## Work instruction
Scan the entries below. List each line with "parked".

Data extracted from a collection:

▼

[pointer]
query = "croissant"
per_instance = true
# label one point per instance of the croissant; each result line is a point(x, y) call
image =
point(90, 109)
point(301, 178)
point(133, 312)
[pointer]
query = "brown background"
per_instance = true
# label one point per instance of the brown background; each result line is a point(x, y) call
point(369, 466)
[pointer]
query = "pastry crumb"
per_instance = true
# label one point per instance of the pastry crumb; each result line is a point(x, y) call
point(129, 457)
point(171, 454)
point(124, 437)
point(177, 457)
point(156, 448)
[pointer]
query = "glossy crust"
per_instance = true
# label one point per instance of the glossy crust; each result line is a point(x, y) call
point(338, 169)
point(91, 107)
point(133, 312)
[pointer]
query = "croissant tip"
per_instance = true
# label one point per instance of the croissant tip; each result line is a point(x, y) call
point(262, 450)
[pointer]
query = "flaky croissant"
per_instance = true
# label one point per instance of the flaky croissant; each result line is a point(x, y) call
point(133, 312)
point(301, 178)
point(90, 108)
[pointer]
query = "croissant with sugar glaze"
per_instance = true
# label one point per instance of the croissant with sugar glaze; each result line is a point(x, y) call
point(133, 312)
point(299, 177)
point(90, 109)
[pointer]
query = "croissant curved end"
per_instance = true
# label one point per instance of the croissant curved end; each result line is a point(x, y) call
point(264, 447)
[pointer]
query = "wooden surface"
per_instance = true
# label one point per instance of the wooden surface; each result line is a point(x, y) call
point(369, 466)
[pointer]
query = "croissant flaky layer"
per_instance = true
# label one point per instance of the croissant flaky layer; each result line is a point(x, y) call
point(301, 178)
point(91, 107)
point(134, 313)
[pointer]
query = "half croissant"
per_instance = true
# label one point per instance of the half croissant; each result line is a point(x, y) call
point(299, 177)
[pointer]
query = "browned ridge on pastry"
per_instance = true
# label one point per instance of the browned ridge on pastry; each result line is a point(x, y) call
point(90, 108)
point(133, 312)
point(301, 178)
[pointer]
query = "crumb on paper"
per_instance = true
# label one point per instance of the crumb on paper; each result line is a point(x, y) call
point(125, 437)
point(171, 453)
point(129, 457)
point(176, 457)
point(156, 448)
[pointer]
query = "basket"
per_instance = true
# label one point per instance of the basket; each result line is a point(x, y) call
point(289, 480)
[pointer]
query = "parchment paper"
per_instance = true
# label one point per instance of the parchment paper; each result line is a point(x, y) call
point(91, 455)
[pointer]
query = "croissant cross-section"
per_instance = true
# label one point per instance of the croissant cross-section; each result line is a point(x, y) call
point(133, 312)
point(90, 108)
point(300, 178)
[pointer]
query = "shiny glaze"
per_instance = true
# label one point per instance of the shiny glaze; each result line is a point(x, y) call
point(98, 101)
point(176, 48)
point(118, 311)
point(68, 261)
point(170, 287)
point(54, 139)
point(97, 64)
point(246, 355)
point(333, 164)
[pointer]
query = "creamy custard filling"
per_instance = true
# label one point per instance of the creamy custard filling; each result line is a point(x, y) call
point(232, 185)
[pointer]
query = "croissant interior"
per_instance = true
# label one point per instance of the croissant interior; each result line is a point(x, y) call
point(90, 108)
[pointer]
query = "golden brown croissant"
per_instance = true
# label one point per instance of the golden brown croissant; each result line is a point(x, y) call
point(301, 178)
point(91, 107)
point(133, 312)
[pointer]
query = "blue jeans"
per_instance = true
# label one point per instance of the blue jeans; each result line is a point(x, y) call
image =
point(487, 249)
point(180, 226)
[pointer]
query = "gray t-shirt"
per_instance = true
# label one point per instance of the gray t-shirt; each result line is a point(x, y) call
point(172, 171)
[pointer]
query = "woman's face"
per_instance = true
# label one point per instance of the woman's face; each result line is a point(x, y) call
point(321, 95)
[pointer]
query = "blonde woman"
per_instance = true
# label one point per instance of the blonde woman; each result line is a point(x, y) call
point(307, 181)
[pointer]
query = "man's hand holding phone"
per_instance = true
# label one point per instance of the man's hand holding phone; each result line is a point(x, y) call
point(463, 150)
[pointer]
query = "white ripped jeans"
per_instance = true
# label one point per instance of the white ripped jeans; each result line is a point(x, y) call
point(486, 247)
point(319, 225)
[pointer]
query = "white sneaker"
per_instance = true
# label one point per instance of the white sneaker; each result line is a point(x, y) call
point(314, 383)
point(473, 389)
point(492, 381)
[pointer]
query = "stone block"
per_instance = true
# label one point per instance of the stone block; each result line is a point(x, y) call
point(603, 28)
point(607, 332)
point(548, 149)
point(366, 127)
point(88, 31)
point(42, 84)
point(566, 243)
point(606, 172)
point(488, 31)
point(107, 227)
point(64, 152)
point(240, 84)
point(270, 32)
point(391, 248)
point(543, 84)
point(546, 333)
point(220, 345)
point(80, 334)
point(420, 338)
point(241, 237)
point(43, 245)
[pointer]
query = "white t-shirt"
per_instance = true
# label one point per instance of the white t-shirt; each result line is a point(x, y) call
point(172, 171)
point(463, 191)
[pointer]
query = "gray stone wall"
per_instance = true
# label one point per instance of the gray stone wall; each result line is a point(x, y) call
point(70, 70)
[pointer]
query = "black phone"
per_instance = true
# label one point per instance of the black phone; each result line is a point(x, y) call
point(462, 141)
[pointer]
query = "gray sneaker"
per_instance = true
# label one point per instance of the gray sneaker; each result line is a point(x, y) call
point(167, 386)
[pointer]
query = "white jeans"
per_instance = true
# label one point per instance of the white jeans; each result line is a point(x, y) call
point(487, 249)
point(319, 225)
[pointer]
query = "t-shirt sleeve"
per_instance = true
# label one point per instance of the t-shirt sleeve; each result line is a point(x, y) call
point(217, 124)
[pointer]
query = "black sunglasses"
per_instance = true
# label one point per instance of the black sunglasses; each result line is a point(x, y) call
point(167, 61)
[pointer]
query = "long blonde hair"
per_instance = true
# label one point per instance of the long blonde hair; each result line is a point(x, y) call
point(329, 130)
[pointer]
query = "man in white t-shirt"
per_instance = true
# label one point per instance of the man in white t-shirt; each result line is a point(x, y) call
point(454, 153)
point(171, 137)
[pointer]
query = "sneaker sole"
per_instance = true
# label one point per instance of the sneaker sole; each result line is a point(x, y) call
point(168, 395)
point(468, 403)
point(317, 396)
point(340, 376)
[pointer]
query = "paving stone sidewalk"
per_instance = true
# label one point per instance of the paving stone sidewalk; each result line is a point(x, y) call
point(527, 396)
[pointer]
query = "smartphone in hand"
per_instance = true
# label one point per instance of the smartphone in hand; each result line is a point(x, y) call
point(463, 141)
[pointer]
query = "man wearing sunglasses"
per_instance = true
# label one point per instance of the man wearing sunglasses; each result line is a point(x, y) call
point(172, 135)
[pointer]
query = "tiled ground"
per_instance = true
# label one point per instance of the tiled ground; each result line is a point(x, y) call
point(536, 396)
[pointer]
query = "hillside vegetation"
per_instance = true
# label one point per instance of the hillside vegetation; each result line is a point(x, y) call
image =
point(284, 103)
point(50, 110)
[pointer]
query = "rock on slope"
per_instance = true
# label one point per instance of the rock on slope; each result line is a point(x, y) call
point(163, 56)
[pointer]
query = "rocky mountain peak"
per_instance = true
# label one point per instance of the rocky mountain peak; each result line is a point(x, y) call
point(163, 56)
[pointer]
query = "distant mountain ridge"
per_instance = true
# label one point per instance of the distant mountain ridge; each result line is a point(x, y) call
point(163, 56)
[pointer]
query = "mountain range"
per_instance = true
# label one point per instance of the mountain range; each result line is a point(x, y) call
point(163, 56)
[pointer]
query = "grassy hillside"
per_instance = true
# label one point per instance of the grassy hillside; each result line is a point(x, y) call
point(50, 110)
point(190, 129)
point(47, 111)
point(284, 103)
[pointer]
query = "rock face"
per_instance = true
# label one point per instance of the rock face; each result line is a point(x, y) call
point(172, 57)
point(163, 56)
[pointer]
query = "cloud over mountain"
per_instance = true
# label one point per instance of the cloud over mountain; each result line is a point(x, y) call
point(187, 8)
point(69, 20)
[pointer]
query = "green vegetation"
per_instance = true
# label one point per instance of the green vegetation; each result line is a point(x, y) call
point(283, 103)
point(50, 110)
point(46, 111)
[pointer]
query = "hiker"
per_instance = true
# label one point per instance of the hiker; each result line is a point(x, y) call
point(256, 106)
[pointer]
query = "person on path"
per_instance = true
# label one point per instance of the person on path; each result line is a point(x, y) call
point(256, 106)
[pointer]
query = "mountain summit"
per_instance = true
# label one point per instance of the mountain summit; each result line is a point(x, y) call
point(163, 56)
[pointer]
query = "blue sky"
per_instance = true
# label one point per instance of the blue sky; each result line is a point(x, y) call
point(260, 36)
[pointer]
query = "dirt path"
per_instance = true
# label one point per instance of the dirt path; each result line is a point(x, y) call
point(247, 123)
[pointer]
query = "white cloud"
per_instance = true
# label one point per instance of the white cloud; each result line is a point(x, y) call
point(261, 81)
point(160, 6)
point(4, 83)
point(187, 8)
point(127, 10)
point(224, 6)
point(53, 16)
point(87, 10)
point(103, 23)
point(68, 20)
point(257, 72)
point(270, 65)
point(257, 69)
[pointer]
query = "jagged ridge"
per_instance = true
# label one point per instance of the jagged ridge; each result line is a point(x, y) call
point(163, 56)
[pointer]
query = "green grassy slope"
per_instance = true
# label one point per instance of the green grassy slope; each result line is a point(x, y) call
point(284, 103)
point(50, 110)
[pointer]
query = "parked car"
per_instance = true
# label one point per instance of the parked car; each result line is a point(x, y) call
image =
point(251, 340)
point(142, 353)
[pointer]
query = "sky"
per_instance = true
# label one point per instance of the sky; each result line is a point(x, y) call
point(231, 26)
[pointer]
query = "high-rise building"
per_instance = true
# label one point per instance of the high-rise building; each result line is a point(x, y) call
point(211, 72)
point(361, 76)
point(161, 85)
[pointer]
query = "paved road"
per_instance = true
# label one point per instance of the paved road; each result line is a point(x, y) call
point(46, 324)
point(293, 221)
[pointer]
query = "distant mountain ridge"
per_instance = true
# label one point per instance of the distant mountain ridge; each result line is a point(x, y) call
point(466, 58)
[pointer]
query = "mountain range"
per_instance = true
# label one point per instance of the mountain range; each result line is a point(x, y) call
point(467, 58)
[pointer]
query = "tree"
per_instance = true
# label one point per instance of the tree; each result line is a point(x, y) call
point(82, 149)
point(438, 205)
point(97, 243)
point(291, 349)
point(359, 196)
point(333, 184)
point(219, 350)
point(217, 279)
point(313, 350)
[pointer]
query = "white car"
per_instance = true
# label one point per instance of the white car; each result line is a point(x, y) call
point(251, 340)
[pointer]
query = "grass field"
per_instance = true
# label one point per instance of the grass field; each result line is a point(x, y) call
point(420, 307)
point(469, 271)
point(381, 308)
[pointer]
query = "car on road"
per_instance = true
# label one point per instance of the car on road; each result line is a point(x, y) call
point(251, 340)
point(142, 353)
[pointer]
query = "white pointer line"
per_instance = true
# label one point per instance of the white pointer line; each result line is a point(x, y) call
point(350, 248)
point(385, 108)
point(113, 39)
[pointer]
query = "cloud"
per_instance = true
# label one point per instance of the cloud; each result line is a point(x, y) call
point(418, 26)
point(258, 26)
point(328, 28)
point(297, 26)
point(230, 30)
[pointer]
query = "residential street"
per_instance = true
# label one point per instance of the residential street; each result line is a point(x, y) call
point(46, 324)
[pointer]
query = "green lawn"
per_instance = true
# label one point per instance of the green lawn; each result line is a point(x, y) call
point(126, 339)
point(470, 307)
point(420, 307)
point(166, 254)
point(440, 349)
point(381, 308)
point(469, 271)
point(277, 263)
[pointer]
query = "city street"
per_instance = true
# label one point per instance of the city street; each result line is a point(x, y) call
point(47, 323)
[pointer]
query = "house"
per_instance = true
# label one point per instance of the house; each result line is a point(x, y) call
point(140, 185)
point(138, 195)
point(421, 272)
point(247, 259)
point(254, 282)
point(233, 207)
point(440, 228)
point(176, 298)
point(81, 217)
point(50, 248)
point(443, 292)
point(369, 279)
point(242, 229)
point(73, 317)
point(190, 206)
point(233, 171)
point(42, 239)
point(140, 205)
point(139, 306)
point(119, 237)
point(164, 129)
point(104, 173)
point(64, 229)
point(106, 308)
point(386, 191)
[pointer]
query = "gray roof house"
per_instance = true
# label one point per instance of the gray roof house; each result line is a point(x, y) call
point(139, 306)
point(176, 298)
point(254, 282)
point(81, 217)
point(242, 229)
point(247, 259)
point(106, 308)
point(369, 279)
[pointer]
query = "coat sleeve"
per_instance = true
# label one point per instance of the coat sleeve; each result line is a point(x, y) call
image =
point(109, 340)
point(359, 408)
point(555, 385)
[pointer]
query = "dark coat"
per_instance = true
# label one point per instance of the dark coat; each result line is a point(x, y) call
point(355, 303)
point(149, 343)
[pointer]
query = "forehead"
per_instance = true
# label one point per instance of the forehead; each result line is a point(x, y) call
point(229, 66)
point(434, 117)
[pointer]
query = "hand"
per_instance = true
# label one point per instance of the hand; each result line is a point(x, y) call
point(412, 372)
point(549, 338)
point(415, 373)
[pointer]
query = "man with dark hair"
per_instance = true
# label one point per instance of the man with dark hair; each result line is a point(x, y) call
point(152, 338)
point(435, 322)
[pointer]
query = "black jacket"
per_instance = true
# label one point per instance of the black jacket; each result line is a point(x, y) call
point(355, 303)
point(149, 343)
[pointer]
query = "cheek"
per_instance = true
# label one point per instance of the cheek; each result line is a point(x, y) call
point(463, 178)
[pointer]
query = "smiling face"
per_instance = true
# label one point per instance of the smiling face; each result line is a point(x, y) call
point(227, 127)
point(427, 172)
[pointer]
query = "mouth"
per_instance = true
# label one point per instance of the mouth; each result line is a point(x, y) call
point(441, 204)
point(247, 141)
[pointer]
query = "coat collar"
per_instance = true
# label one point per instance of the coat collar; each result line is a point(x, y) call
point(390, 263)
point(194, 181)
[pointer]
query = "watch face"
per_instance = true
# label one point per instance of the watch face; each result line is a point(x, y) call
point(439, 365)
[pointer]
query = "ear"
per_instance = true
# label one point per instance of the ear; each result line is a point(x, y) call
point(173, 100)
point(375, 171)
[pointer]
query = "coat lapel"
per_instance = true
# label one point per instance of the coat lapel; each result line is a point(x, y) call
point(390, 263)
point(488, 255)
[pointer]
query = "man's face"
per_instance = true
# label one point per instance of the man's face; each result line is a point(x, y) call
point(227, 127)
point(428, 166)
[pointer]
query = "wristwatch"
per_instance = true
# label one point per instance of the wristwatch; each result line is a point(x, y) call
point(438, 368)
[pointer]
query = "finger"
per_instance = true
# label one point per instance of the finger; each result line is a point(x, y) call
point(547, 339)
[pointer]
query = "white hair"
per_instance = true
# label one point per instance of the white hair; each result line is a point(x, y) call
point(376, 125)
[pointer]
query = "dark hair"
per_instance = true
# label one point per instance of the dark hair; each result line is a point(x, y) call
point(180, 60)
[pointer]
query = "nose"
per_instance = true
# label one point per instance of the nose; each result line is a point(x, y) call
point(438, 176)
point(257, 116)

▲

## Response
query = "parked car"
# label one point per instance of the parked car; each result line is a point(x, y) call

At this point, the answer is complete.